------ Extracted data

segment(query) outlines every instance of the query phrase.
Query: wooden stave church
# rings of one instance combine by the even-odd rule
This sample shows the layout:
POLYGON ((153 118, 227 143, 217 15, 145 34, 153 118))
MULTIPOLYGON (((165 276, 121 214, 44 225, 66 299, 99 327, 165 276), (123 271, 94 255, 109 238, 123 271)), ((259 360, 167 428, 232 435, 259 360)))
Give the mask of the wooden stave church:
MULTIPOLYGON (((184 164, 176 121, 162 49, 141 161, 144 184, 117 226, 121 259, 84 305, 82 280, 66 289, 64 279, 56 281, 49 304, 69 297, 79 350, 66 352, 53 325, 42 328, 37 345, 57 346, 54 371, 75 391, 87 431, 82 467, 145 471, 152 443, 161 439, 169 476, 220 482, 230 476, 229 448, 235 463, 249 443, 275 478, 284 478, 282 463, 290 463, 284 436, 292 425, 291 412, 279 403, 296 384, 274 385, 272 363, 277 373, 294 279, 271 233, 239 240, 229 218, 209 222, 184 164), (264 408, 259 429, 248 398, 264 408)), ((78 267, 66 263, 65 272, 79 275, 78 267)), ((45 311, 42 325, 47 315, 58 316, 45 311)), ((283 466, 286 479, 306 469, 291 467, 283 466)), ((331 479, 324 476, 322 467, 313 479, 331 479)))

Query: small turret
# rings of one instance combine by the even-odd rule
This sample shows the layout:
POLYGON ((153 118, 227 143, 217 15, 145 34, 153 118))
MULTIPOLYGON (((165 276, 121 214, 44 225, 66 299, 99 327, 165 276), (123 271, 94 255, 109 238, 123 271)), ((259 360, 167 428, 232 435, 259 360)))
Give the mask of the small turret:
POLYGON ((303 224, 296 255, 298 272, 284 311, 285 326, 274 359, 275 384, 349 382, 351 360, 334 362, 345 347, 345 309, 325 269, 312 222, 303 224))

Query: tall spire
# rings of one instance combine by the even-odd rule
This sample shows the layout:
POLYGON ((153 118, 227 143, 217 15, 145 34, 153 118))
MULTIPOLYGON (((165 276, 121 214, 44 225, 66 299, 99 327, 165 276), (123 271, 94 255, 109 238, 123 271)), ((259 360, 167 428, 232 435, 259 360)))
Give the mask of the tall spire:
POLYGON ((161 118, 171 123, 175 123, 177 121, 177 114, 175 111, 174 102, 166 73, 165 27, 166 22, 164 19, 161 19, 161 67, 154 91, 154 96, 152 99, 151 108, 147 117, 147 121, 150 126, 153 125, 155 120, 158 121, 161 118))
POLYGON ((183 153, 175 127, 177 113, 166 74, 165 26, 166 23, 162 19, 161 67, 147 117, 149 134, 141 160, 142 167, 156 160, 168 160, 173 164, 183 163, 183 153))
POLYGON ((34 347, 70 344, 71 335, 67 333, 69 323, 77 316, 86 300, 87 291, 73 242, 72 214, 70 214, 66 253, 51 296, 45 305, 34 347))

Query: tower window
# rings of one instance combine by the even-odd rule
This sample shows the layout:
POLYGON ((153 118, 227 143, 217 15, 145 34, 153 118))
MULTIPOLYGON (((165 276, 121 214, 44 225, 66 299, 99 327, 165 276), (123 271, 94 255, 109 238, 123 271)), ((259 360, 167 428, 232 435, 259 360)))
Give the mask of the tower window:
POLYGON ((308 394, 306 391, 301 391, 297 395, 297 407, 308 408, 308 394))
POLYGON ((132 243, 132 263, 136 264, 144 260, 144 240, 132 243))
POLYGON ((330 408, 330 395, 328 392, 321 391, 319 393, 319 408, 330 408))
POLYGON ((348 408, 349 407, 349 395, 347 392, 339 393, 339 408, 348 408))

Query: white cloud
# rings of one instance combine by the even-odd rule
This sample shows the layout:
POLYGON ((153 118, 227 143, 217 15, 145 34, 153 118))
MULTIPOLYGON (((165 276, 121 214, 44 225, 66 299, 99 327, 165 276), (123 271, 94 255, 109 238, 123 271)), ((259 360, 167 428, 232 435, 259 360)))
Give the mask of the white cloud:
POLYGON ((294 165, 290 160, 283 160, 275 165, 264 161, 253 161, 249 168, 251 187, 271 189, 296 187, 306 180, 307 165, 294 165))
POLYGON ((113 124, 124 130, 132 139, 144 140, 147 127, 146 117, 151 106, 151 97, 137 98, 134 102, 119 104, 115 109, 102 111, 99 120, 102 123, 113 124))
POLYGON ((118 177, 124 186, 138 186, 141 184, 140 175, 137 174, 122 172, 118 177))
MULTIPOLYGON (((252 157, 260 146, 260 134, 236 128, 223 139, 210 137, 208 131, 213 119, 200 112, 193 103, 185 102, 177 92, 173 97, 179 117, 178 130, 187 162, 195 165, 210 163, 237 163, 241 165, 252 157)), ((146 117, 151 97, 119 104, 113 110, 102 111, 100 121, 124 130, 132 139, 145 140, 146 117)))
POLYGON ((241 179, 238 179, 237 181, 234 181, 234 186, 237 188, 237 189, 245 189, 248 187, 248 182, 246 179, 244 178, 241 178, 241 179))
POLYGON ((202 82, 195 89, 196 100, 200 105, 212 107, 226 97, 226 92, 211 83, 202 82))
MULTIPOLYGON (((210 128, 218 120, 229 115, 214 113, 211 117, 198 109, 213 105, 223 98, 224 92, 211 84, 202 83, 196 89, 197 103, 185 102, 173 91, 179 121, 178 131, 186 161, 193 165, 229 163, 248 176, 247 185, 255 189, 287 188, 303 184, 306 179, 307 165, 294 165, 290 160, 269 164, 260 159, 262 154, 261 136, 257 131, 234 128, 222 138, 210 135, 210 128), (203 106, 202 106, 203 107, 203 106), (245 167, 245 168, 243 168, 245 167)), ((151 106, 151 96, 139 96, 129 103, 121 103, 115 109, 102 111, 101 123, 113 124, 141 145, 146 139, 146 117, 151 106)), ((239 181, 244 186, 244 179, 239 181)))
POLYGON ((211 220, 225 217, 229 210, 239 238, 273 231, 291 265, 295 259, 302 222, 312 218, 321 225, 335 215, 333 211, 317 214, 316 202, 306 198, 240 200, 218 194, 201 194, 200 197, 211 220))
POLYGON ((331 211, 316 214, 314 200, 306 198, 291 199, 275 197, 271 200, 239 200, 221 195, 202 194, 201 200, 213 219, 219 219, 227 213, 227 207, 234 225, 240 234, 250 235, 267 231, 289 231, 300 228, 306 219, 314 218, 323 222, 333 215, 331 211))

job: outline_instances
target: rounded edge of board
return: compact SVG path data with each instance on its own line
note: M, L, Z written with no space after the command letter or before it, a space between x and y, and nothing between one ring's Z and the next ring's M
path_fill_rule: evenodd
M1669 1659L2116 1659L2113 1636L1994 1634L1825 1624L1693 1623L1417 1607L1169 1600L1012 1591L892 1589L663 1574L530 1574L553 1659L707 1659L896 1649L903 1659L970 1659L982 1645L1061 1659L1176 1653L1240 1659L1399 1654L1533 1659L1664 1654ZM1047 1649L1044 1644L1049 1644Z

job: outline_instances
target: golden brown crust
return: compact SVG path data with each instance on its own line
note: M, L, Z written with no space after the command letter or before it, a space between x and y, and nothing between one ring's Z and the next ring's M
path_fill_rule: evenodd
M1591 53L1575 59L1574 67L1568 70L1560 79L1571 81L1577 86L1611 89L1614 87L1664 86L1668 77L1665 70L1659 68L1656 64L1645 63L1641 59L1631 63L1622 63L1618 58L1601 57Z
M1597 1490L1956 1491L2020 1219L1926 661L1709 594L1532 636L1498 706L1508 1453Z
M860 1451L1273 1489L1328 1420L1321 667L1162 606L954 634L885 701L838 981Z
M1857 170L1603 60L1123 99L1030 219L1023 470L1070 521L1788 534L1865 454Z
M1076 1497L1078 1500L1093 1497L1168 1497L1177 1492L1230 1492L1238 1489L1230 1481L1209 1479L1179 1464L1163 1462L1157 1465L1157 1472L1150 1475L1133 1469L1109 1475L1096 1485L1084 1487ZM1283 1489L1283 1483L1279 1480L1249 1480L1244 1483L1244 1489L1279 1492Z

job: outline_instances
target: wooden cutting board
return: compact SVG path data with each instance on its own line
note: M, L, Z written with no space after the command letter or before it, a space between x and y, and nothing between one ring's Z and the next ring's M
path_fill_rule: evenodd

------------

▶ [What needs to be done]
Show all lines from the listing above in which "target" appears.

▶ [Written solution]
target: rounded edge of board
target: golden brown crust
target: wooden cutting board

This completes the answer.